Selected extract:
>>>
The U.S. Centers for Disease Control and Prevention announced this week that it plans to study PFAS impacts on human health, but, according to a draft document, the study will not examine whether or not the chemicals are linked to cancer.
‘Good evidence, strong studies’
Credit: Pixabay
Some researchers feel there's already enough scientific research on the toxicity of the most common PFAS for states like Pennsylvania to act quickly.
"We do not, in my opinion, need another scientific assessment of the health effects of PFOA and PFOS," Jamie C. DeWitt, a PFAS researcher and associate professor at East Carolina University, told EHN, adding that when it comes to those specific chemicals, the levels established by other states can and should be used for reference. "Another assessment of the science would be a waste of resources, but [an assessment of] whether Pennsylvania can implement the treatment options to meet those levels is probably necessary."
Rainer Lohmann, a PFAS expert and director of the Superfund Research Center at the University of Rhode Island, said that having multiple states review data and set MCLs is important because it strengthens the case for the U.S. EPA to act on the national level.
<<<
[Photo-based referring expression data]
>>>
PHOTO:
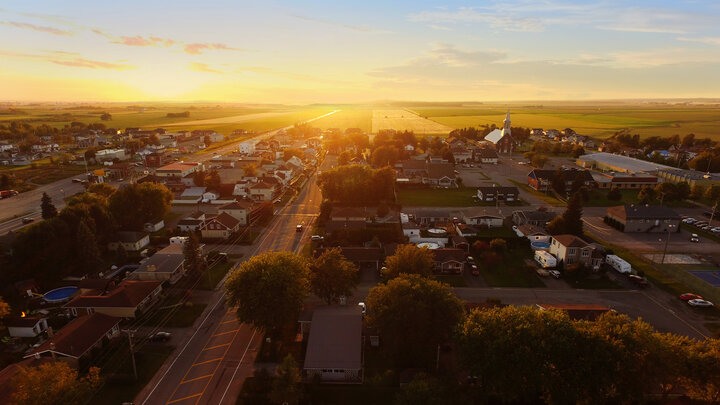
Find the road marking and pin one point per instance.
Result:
(225, 333)
(237, 367)
(182, 399)
(205, 362)
(215, 347)
(195, 379)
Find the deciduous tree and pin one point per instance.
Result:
(331, 276)
(268, 290)
(414, 315)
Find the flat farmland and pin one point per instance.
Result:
(599, 121)
(405, 120)
(347, 118)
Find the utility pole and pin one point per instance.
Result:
(130, 334)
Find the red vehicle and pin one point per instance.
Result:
(8, 193)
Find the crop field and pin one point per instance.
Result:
(600, 121)
(404, 120)
(347, 118)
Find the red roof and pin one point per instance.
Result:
(128, 294)
(78, 336)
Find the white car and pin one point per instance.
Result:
<<<
What to do:
1. Answer these questions using the article on PFAS:
(a) According to the draft document, what will the CDC study not examine?
(b) At which university is Jamie C. DeWitt an associate professor?
(c) What organization does Rainer Lohmann direct?
2. Print the portion of the article on PFAS starting at "The U.S. Centers" and ending at "linked to cancer.".
3. Carry on the article on PFAS from the point at which it stops.
These rows were taken from a separate source.

Answers by item number:
1.
(a) Whether the chemicals are linked to cancer.
(b) East Carolina University.
(c) The Superfund Research Center at the University of Rhode Island.

2.
The U.S. Centers for Disease Control and Prevention announced this week that it plans to study PFAS impacts on human health, but, according to a draft document, the study will not examine whether or not the chemicals are linked to cancer.

3.
"Having said that," he told EHN, "there is good evidence and strong studies being published that could be quickly reviewed and used to act. So from my perspective, I'd rather have Pennsylvania adopt MCLs quickly and protect its citizens from PFAS contamination."
"It would be ideal if Pennsylvania could use its resources to either look at all PFAS as a class, or extended the scope of any study well beyond the few PFASs that other states have looked at in the past," Lohmann added. "Otherwise, it is somewhat a waste of resources."
Laurel Schaider, a research scientist at Silent Spring Institute with expertise in PFAS, said that while regulating PFAS as a class makes sense in some contexts—like restricting their use in firefighting foam and food packaging, as Washington state is doing—there are unique challenges when it comes to setting drinking water standards. The Silent Spring Institute is a nonprofit research organization that investigates the links between environmental chemicals and women's health, especially breast cancer.
"There's some logic to the idea since there are too many to tackle one at a time," Schaider told EHN. "But it raises some challenges in terms of monitoring and enforcement. Water utilities need to be able to measure something to know if they're in compliance, and the chemicals have different toxicities, meaning some might be harmful at lower levels than others."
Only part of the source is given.